== DIRECTIONS ==
Reproduce the stretch of the Silay trip account from "San Diego Pro-Cathedral" through "in the past.".

== SOURCE EXTRACT ==
I was awakened early in the morning by the heavy downpour outside. How can we go to Silay on a rainy day? I was so happy when we woke up at 6am with no rain shower at all. 🙂 After breakfast, which was provided by the pension house: coffee and bread, we went to Lacson Street and took a Liberatad-Bata jeepney in going to Robsinson’s Mall. From there, we took another jeepney with “Silay” signboard and paid P15/pax. Upon seeing the church in Silay, we got off the jeepney and went inside to whisper some prayers.
San Diego Pro-Cathedral has an amazing structure that continually makes every visitor amazed and appreciates the beauty of the church. It’s interior would make you think of churches in Rome. Why? Pulpits can still be seen inside the church, the place where Spanish priests used to give sermon in the past.
Across the church is the Kapehan of Silay. It is a small coffee and bread shop with a television but no aircon. According to some blogs that I read, you can taste Silay’s brewed coffee here for P10/cup only. If you are a coffee lover and ready to mingle with different kinds of people, you can try Silay’s brewed coffee here. When we got hungry, we tried to see if we can have our snacks there but when we got inside, most of the tables were fully occupied by smokers. How can we enjoy sipping our coffee in a place where our health would be at risk? But without those smokers, we would surely taste Silay’s coffee.

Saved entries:
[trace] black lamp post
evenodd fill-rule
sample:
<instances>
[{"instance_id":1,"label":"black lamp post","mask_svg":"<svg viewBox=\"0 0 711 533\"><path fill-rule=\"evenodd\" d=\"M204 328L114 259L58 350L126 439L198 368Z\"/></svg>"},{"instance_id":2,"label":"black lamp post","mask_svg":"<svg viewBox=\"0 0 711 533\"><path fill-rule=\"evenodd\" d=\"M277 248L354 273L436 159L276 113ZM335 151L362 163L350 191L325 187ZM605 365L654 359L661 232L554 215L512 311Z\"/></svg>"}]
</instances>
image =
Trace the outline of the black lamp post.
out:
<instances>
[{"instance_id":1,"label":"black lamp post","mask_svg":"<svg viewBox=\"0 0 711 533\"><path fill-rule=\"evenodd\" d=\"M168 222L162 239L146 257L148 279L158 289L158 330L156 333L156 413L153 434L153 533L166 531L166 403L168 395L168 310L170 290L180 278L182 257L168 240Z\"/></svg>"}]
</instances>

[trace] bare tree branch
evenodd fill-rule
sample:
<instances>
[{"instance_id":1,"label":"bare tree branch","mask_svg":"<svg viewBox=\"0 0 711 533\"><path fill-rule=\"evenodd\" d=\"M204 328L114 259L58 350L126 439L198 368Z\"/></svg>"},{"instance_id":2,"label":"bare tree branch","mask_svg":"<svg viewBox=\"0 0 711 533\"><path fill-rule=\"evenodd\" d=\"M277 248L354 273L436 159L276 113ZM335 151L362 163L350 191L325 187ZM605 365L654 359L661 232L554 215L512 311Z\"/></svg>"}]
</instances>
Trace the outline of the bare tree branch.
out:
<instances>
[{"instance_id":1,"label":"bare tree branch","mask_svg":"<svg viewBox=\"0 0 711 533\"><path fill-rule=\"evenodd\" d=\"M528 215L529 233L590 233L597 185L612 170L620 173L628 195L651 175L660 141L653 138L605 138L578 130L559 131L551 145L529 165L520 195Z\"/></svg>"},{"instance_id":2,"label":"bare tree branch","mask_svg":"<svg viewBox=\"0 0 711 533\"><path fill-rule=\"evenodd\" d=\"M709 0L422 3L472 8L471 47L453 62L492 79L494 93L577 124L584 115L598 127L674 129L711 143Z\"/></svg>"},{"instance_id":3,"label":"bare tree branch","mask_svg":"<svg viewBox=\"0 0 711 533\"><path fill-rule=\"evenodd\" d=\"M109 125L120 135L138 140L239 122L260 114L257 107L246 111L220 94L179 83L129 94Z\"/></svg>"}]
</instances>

== FINISHED TASK ==
San Diego Pro-Cathedral has an amazing structure that continually makes every visitor amazed and appreciates the beauty of the church. It’s interior would make you think of churches in Rome. Why? Pulpits can still be seen inside the church, the place where Spanish priests used to give sermon in the past.